Your instructions: Exact repetition, please: start with the line where "Please pin the blonde-haired" appears and stop after the final line of the records.
Records shown Block Start
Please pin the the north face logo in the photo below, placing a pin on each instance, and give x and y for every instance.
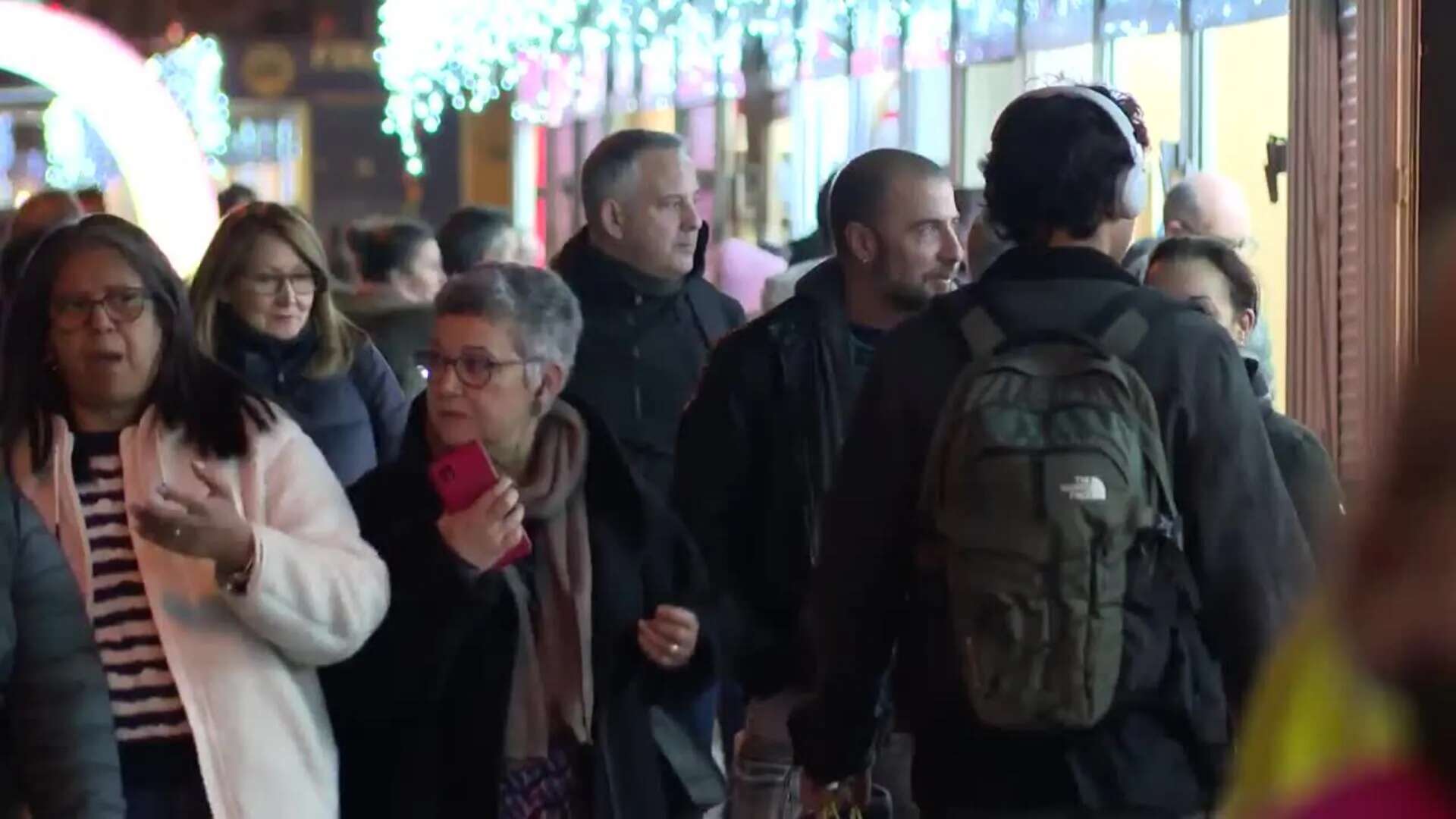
(1085, 488)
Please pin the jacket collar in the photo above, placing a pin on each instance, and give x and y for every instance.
(1043, 264)
(595, 270)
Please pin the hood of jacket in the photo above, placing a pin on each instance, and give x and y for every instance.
(579, 257)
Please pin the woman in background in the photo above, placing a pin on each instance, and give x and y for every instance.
(400, 270)
(262, 308)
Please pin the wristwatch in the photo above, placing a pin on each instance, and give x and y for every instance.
(237, 583)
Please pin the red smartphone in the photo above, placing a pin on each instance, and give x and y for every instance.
(465, 474)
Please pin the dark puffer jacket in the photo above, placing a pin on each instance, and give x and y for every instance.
(357, 419)
(58, 744)
(755, 460)
(642, 349)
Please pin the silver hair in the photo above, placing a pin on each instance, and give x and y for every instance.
(542, 308)
(613, 161)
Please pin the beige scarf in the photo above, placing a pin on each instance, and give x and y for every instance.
(552, 686)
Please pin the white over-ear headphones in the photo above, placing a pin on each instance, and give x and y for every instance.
(1133, 183)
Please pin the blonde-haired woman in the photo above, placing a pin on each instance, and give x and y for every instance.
(264, 309)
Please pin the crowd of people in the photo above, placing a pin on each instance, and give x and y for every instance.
(984, 513)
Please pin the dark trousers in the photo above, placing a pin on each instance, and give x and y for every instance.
(162, 780)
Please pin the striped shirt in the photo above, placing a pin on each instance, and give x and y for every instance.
(143, 694)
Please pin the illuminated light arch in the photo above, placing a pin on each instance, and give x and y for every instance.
(140, 123)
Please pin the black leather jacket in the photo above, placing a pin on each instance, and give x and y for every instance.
(755, 460)
(642, 349)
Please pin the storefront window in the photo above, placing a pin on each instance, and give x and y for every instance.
(267, 150)
(1245, 102)
(1147, 67)
(1206, 14)
(1056, 24)
(987, 31)
(1128, 18)
(820, 146)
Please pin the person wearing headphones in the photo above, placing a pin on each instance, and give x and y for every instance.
(1065, 180)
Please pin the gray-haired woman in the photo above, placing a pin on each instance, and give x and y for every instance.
(504, 687)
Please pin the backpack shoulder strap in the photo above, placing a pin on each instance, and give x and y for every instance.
(982, 333)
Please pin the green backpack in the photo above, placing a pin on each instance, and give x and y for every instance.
(1046, 490)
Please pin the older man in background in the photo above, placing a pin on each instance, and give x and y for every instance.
(1209, 205)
Records shown Block End
Output for this exercise:
Please pin the blonde-haired woman in the photo above, placing a pin on each instance, and give x and y for every instance.
(264, 309)
Please pin the crowd of people in the photo above, placing a pin on each instance, and give x and y for every instance.
(984, 513)
Please pin the dark trousers in the photo above, placing a pin on each instance, and give x and y for every instance.
(162, 780)
Please pin the striped shirt in the photo above, placing a pin on each instance, and give x and y for every instance.
(143, 694)
Please pin the illuminated light arch in the photo above, placing a pin on each instance, and give x and y for every instance.
(140, 123)
Please pin the black leather jacket in the photo above, placing a pin on each instance, and give x and y for every instance.
(755, 460)
(642, 349)
Please pin the storefront window in the photo above, placing a pin on each instance, and give x and y for every instance.
(267, 150)
(1245, 102)
(1147, 67)
(1206, 14)
(1056, 24)
(987, 31)
(1128, 18)
(820, 146)
Please pin the person wearing headphones in the photo above, placing a pin on each instance, and give x and y for every instance.
(1065, 180)
Please pin the gray-haired woman in the photo above, placing a pin on each instance, and give x and y for every instance.
(504, 687)
Please pin the backpack shoulder strap in the photo above, placing a pin on each instance, and give x and y for every instance.
(982, 333)
Please pin the green backpack in the photo above, placing a pin on each instance, and give x and y for every instance.
(1046, 490)
Please pin the older man in background in the photo above, placing a pin on each instance, and give x and y for every instance.
(1209, 205)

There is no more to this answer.